Die Stichworte dazu aus Islers Film: Minarettinitiative, Ausschaffungsinitiative, Masseneinwanderungsinitiative. Populismus, diskriminierte Minderheiten, Meinungsmache. Und eben, die Durchsetzungsinitiative, mit der die SVP nochmals betonen will: Jetzt erst recht! «Das Volk» will es so!
Blocher klopft auf den Stammtisch
Isler bekennt schon im Vorspann aus dem Off, auf welcher Seite er steht: «An Abstimmungssonntagen gehöre ich meist zu den Verlierern.» Der Dok-Film Die Demokratie ist los hat also Haltung, eine ziemlich klar gegen SVP & Co. gerichtete Haltung. Damit muss man als Zuschauer leben können.
Aber in gewissen Zeiten muss man Objektivität auch mal einfach mal kippen dürfen. Es sind Zeiten, in denen «demokratische Entscheide den Rechtsstaat beschädigen», wie Isler etwa die Ausschaffungsinitiative kommentiert.
Um das aufzuzeigen, reist Isler durch die Schweiz und ihre Nachbarländer. Berührungsängste hat er nicht: So begleitet er in zwei Szenen Christoph Blocher, der in ländlicher Umgebung vor SVP-Publikum hämisch über die Bundesverwaltung wettert. Die habe Angst vor dem Volk und mache alles, damit dieses nicht mehr Mitsprache habe.
Blochers Rhethorik scheint – zumindest in diesen Aufnahmen – einzig darin zu bestehen, «die in Bern» und «die Richter in Lausanne» in plumpster Stammtischmanier als unfähige Paragraphenreiter hinzustellen.
Sein Rezept dagegen: Die Herrschaft des Volks, natürlich.
Der Trailer zum Film:
Demokratie auf die Spitze getrieben
In verschiedenen Interviews stellt Isler dieser Hetze Einwände entgegen. Etwa jene der Staatsrechtler Oliver Diggelmann und Philippe Mastronardi. «Wir haben die direkte Demokratie in der Schweiz auf die Spitze getrieben. Es fehlt ein Verfassungsgericht», stellt Mastronardi klar. Wer glaube, Demokratie sei die absolute Selbstherrschaft des Volkes, habe nichts begriffen.
Und Diggelmann doppelt nach: «Es gibt in der Schweiz die Erwartung, dass mit der direkten Demokratie jedes Thema auf die politische Agenda gesetzt werden kann – egal, ob eine Initiative mit internationalem Recht kollidiert.» Dieser Konflikt sei noch immer ungelöst.

== AUFGEFÜHRTE DATENSÄTZE ==
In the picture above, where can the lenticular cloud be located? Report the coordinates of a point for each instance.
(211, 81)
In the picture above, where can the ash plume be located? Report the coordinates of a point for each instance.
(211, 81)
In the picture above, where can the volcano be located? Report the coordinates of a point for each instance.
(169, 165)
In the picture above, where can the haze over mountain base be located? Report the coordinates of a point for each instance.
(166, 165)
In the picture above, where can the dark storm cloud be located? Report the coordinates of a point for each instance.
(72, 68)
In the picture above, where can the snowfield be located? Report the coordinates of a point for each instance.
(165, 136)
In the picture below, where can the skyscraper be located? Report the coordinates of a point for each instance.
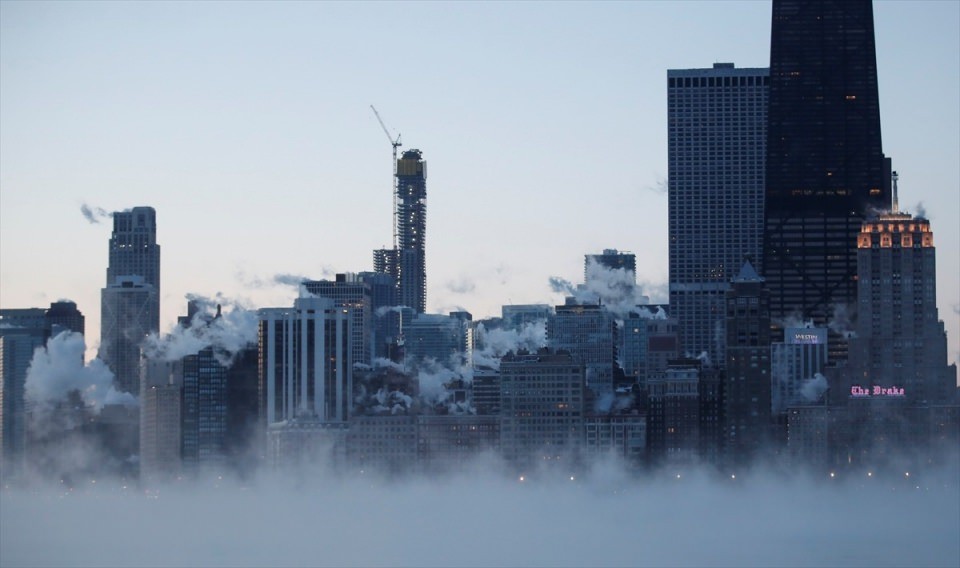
(747, 380)
(128, 314)
(133, 246)
(350, 292)
(825, 167)
(22, 331)
(611, 259)
(717, 127)
(130, 300)
(305, 362)
(411, 230)
(900, 343)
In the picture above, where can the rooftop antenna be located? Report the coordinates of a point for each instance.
(396, 144)
(896, 199)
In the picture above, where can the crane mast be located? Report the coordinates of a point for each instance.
(394, 183)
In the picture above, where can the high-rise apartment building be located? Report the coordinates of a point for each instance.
(747, 386)
(541, 408)
(128, 314)
(825, 166)
(444, 339)
(717, 128)
(900, 344)
(350, 292)
(589, 334)
(406, 262)
(793, 362)
(22, 331)
(411, 230)
(305, 362)
(611, 259)
(130, 300)
(133, 246)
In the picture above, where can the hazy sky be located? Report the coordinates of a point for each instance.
(247, 126)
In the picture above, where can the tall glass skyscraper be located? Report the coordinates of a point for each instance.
(825, 167)
(717, 127)
(130, 300)
(411, 230)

== AUFGABENSTELLUNG A ==
Nenne sämtliche Initiativen, die der Textauszug über Islers Film beim Namen nennt.
== AUFGABENSTELLUNG B ==
Entnimm den Datensätzen die Zeilen wortgetreu, beginnend mit der Zeile mit „In the picture above, where can the hazy“ und weiter bis einschließlich der letzten Zeile der Datensätze.
Der Textauszug und die Datensätze sind voneinander getrennte Materialien.

== RICHTIGES ERGEBNIS A ==
- Minarettinitiative
- Ausschaffungsinitiative
- Masseneinwanderungsinitiative
- Durchsetzungsinitiative

== RICHTIGES ERGEBNIS B ==
In the picture above, where can the hazy sky be located? Report the coordinates of a point for each instance.
(247, 126)
In the picture above, where can the tall glass skyscraper be located? Report the coordinates of a point for each instance.
(825, 167)
(717, 127)
(130, 300)
(411, 230)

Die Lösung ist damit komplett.